## Tasks to complete
a) Print the part of the passage on Vedic phonetics that opens with the words containing "It is hoped" and closes with "texts of India.", copying it word for word.
b) In the passage on Vedic phonetics, what are the Pratyahara Sutras believed to have emerged from?

## Extracted text
The Sutra texts dealing with the Siksa or Phonetics are at least as old of the exegetic Vedangas. The Sutras of the Vedanga Siksa are very closely related to the Vedic Samhitas. Source materials of Phonetics are to be found in the Pratisakhyas, Nirukta, various Phonetic texts like Apisali etc., the Grammar of Panini and so on. The chapters of the book have been critically and scientifically classified in order to serve as models for future researchers in this field. The work is a painstaking one to satisfy the intellectual cravings of the learned scholars in the fields of both the Vedic and Sanskrit Grammar and Phonetics.

Prof. Pradyot Kumar Datta of the Department of Sanskrit has attempted a study of these ideas in the context of Vedic phonetics.

It is hoped that the outlook of the author and his scholarly attitude, will be a valuable addition to the publication undertaken by the DSA Department of Sanskrit, Jadavpur University.

Manabendu Banerjee
Co-Ordinator; DSA (Skt.) JU.

Proem:

Ancient science and mythology are often inextricably intertwined. But perhaps never in the history of human intellectual tradition did this synergy between science and mythology create texts that inspire more awe and wonder than the Pratisakhya and Siksa texts of India.

The nine and five Pratyahara Sutras believed to have emerged from the sound of Lord Siva's percussion instrument not only contain all the phonemes of the Sanskrit language but also arrange them in natural classes that are time and again referred to in ancient Indian phonetic and grammatical texts. Such sophistication in phonological description did not exist in any other tradition in any other part of the world, not only at the dawn of civilization in the hoary past, but at any time prior to our century. In fact the study of natural classes in phonology did not even begin to be pursued seriously until very recent times. Bloomfield's accolade to Panini's Astadhyayi is equally applicable to many of the ancient Indian Pratisakhya and Siksa texts. They constitute some of the "greatest monuments of the human intellect."

## Records provided
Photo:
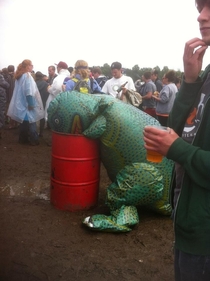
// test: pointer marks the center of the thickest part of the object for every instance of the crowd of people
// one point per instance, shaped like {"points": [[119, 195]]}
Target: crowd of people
{"points": [[180, 104], [25, 95]]}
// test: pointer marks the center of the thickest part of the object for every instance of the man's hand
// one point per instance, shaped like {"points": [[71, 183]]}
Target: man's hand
{"points": [[193, 59], [159, 140]]}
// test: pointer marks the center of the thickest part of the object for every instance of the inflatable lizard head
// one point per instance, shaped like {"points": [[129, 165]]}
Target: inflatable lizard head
{"points": [[72, 112]]}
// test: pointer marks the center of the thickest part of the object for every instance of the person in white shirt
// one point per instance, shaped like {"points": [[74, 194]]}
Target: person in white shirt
{"points": [[56, 87], [112, 86]]}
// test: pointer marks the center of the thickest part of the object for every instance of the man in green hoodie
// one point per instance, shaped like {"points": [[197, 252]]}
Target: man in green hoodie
{"points": [[188, 145]]}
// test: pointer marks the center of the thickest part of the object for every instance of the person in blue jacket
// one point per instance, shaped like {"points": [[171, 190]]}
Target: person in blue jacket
{"points": [[188, 145]]}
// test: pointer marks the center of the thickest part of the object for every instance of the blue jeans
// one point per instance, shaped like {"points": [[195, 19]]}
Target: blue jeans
{"points": [[189, 267]]}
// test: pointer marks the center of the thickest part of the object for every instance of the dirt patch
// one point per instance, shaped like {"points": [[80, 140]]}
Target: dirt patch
{"points": [[41, 243]]}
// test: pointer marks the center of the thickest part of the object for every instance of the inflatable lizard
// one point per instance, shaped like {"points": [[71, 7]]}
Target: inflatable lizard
{"points": [[119, 127]]}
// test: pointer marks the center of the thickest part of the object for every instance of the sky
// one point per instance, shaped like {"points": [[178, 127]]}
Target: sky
{"points": [[133, 32]]}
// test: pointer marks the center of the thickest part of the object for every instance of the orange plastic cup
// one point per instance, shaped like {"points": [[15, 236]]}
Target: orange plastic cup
{"points": [[153, 156]]}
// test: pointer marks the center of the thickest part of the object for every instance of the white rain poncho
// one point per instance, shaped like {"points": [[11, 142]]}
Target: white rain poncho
{"points": [[18, 108]]}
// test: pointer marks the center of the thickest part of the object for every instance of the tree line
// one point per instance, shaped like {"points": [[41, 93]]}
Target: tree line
{"points": [[136, 72]]}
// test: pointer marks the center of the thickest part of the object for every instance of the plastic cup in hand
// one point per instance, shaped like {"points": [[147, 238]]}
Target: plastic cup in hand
{"points": [[153, 156]]}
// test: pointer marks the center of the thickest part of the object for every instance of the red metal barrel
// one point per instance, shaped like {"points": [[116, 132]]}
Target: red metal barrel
{"points": [[75, 172]]}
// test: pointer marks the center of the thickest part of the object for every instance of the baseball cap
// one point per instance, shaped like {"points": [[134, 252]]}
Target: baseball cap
{"points": [[62, 65], [38, 74], [116, 65]]}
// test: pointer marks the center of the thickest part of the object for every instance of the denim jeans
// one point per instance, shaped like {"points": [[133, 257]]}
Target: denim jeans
{"points": [[189, 267]]}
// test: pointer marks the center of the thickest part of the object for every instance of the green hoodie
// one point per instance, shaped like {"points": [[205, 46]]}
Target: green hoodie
{"points": [[192, 213]]}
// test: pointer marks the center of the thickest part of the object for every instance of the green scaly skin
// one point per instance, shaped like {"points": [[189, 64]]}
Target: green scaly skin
{"points": [[119, 126]]}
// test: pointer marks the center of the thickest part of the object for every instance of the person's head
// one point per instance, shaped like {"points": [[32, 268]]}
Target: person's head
{"points": [[116, 69], [61, 65], [70, 69], [177, 82], [169, 77], [81, 68], [5, 71], [203, 7], [96, 71], [51, 70], [147, 75], [23, 67], [154, 75], [11, 68]]}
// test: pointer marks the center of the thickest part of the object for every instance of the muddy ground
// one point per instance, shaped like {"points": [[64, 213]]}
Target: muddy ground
{"points": [[41, 243]]}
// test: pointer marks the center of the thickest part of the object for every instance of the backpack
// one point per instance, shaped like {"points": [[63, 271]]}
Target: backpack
{"points": [[82, 86]]}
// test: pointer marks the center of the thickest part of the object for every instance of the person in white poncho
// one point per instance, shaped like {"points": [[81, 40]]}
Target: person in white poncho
{"points": [[26, 105]]}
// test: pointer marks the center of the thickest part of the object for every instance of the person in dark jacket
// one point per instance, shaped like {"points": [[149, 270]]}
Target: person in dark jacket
{"points": [[3, 86], [188, 145]]}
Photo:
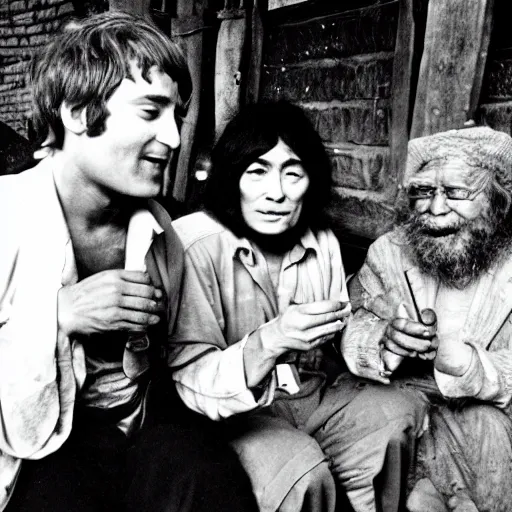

## Task results
a)
It is hoped that the outlook of the author and his scholarly attitude, will be a valuable addition to the publication undertaken by the DSA Department of Sanskrit, Jadavpur University.

Manabendu Banerjee
Co-Ordinator; DSA (Skt.) JU.

Proem:

Ancient science and mythology are often inextricably intertwined. But perhaps never in the history of human intellectual tradition did this synergy between science and mythology create texts that inspire more awe and wonder than the Pratisakhya and Siksa texts of India.

b) The sound of Lord Siva's percussion instrument.